[TEXT FOR ANALYSIS]:
::::

SoftwareMining 2016 – Proceedings

Message from the Chairs
Software systems have been playing important roles in business, scientific research, and our everyday lives. It is critical to improve both software productivity and quality, which are major challenges to software engineering researchers and practitioners. In recent years, software mining has emerged as a promising mean to address these challenges. It has been successfully applied to discover knowledge from software artifacts (e.g., specifications, source code, documentations, execution logs, and bug reports) to improve software quality and development process (e.g., to obtain the insights for the causes leading to poor software quality, to help software engineers locate and identify problems quickly, and to help the managers optimize the resources for better productivity). Software mining has attracted much attention in both software engineering and data mining communities.

Invited Papers

Mining Apps for Anomalies
Andreas Zeller
(Saarland University, Germany)
When interacting with mobile apps, do users always get what they expect? We have mined thousands of Android apps for common features such as descriptions, APIs used, data flows, and (recently) user interfaces and callbacks. Associating these with each other allows us to detect outliers: Apps whose description does not fit their behavior; apps whose sensitive data flow is usual; and user interface elements whose text or icon suggests one action, but which actually are tied to other actions. Such anomalies not only reveal bugs, but actual security issues – and there is a huge treasure trove worth of data to be mined, abstracted, and analyzed.

Code Migration with Statistical Machine Translation
Tien N. Nguyen

(University of Texas at Dallas, USA)

::::

[EXTRACTED MATERIAL]:
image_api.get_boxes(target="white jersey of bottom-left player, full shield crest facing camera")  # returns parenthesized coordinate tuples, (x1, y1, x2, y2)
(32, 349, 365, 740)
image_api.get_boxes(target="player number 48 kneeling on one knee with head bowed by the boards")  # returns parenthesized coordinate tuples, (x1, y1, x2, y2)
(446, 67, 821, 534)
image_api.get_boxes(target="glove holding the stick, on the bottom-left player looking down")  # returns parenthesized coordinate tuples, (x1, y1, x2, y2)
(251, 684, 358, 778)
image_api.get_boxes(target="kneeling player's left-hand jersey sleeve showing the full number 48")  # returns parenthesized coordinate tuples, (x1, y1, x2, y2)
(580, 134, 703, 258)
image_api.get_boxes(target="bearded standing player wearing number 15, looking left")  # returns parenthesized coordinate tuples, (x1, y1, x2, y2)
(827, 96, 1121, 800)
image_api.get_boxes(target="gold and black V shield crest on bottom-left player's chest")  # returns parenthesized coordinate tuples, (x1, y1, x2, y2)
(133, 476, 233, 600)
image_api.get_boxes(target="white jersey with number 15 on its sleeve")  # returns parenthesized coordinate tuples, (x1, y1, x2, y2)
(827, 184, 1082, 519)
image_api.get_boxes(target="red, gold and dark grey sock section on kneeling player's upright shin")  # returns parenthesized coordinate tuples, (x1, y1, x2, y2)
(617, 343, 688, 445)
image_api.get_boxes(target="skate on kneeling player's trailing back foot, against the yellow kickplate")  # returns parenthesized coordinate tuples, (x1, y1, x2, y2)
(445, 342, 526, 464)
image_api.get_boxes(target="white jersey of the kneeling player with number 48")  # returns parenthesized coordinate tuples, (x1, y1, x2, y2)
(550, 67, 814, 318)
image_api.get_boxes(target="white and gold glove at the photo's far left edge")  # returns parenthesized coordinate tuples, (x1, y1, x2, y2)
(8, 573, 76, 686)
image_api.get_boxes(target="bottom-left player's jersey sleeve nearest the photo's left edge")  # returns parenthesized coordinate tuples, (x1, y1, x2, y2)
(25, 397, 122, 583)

::::

[APPLY WHAT YOU READ]:
1) In the SoftwareMining 2016 proceedings page, copy the passage from "Invited Papers" to "abstracted, and analyzed.".
2) Answer these questions from the SoftwareMining 2016 proceedings page:
(a) According to the message from the chairs, which two communities has software mining drawn much attention from?
(b) Which kind of apps did the study on mining apps for anomalies examine?
(c) At which university is the author of the paper on code migration with statistical machine translation?
These records were drawn from a separate source.

[PER-TASK ANSWERS]:
1)
Invited Papers

Mining Apps for Anomalies
Andreas Zeller
(Saarland University, Germany)
When interacting with mobile apps, do users always get what they expect? We have mined thousands of Android apps for common features such as descriptions, APIs used, data flows, and (recently) user interfaces and callbacks. Associating these with each other allows us to detect outliers: Apps whose description does not fit their behavior; apps whose sensitive data flow is usual; and user interface elements whose text or icon suggests one action, but which actually are tied to other actions. Such anomalies not only reveal bugs, but actual security issues – and there is a huge treasure trove worth of data to be mined, abstracted, and analyzed.

2)
(a) The software engineering and data mining communities.
(b) Android apps, several thousand of them.
(c) The University of Texas at Dallas, USA.